Tarea breve A –
Responde a partir del texto sobre el seguimiento a Jesucristo:
(i) ¿Qué no deja de ser el servilismo?
(ii) ¿Qué cita del Evangelio de Juan acompaña la idea de ser entregado por el Padre al mundo?
(iii) Según el apóstol Pablo, ¿qué irradia el Evangelio?

Texto del documento –
XXVII.-Amaron
su vida
De las más variadas formas, los Padres de la Iglesia nos dicen que el seguimiento a Jesucristo y su identificación con Él van al unísono. Respecto al seguimiento es necesario decir que está a años luz del servilismo, que no deja de ser un sometimiento. Digamos que el seguimiento, al contrario del servilismo, engendra una identificación que respira comunión de vida y de misión con el Hijo de Dios.
Partiendo,
pues, de esta identidad/comunión de vida con el Señor Jesús, pasamos a ver, con
los ojos de la fe y del amor, lo que significa compartir la misma misión del
Buen Pastor. Se comparte la misma misión por el hecho de que se comparte la
vida entregada por el mundo. Hablamos de entrega o, mejor dicho, de la
capacidad para entregarse, de ser entregado por el Padre al mundo para que sea
salvado prolongando la misión del Hijo (Jn 3,16-17). El Señor Jesús da a sus
pastores la capacidad de darse al mundo como Él se dio.
Así es. Los
discípulos/pastores según el corazón de Dios hacen una experiencia en
consonancia y de la mano de Jesucristo. Son entregados como Él al mundo no
pasivamente, sino desde la libertad de su aceptación. Aun haciendo hincapié en
su libertad, no podríamos hablar de identificación, de comunión con su Buen
Pastor, si no compartieran también su certeza de que entregan su vida y la
recuperan con el sello de la inmortalidad.
Para no
quedarnos en simples supuestos que podrían derivar peligrosamente hacia
ensoñaciones fantasiosas, comunes a todas las religiones inventadas por los
hombres, abrimos el Evangelio de nuestro Señor, sus palabras de vida, con el
fin de apoyar lo que estamos diciendo. Nos sustentamos, pues, en el Evangelio,
que, como nos dice el apóstol Pablo, irradia vida e inmortalidad (2Tm 1,10).

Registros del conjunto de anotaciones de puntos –
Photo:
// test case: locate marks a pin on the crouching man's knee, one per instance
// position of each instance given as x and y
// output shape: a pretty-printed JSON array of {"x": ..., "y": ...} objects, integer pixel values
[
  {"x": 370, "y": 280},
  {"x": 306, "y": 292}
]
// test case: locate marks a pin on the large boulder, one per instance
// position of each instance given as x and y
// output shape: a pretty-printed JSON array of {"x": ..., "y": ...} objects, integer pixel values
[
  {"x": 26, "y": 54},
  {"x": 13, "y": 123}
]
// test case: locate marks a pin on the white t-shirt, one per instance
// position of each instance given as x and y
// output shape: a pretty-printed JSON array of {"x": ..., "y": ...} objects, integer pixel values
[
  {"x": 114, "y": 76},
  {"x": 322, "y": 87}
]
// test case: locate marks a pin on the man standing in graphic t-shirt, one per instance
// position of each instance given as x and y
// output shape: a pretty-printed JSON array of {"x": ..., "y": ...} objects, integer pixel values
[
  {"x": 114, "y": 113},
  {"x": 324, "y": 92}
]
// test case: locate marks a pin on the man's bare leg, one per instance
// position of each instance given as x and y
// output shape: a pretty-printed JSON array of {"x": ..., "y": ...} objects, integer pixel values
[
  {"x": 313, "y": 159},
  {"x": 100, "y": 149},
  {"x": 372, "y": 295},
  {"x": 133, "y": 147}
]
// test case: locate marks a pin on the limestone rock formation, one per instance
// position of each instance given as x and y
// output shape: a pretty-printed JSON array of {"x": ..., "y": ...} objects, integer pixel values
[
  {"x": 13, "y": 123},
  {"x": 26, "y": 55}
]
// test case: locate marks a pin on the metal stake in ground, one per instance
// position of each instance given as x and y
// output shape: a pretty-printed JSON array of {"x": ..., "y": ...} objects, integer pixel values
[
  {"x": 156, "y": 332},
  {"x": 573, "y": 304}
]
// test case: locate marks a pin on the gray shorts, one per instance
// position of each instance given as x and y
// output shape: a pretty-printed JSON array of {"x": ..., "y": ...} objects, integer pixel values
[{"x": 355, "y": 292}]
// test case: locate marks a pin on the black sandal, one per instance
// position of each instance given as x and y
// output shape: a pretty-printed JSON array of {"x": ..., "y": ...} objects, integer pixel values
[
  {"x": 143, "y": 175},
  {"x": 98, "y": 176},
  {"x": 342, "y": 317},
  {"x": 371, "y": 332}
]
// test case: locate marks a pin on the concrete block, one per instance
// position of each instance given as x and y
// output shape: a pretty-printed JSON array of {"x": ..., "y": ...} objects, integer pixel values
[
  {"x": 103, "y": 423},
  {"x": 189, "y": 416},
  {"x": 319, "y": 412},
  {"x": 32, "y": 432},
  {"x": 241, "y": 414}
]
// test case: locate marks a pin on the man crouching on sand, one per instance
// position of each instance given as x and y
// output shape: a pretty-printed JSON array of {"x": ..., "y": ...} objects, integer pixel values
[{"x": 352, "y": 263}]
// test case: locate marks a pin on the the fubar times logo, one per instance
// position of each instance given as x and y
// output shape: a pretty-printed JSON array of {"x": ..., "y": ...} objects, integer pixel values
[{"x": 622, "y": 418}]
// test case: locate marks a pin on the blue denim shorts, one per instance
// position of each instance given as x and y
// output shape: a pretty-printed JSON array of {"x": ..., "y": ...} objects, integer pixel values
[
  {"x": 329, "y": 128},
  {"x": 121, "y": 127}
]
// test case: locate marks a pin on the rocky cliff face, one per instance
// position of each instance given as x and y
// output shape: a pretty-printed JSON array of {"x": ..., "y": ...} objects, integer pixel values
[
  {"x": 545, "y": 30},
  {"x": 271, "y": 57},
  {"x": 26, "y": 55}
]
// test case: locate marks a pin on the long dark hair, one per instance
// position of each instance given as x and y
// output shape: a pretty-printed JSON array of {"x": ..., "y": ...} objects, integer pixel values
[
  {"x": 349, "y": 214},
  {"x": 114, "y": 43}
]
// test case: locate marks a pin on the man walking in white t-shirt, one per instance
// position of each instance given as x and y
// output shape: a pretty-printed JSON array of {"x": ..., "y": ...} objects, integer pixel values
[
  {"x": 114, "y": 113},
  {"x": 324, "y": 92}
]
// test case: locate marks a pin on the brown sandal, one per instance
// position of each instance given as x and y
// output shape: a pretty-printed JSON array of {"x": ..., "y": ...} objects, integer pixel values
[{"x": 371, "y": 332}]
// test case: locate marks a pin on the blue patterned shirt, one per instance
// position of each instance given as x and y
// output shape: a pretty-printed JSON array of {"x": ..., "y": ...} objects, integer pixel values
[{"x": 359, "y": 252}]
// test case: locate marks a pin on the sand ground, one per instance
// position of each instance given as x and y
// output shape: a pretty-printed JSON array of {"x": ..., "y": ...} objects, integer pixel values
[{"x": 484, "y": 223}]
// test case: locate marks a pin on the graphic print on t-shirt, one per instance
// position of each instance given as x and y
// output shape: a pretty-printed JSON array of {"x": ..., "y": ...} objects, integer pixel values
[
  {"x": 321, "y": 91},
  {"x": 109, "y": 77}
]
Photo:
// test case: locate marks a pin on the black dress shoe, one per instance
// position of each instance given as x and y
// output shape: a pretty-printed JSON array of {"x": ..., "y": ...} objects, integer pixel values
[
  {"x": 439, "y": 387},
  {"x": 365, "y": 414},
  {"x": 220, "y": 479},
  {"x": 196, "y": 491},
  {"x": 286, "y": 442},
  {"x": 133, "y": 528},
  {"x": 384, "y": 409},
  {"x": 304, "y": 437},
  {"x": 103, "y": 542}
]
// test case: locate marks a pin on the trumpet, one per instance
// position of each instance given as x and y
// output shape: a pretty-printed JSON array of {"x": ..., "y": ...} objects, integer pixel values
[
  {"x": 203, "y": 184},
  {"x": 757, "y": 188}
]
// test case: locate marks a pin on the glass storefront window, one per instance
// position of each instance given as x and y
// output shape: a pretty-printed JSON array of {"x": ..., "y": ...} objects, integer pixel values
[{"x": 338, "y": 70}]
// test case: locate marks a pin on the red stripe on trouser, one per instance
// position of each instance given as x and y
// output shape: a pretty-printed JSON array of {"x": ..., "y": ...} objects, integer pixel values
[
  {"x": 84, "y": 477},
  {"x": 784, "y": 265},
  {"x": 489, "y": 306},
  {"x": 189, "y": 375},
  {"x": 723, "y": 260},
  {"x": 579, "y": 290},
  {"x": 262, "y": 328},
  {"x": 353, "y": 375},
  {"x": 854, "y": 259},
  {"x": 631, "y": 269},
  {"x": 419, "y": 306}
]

Tarea breve B – Filtra las entradas y copia cada línea que contenga la cadena "shirt". Distingue entre mayúsculas y minúsculas.

Respuesta escrita A –
(i) Un sometimiento.
(ii) Jn 3,16-17.
(iii) Vida e inmortalidad.

Respuesta escrita B –
// test case: locate marks a pin on the white t-shirt, one per instance
// test case: locate marks a pin on the man standing in graphic t-shirt, one per instance
// test case: locate marks a pin on the man walking in white t-shirt, one per instance
// test case: locate marks a pin on the blue patterned shirt, one per instance
// test case: locate marks a pin on the graphic print on t-shirt, one per instance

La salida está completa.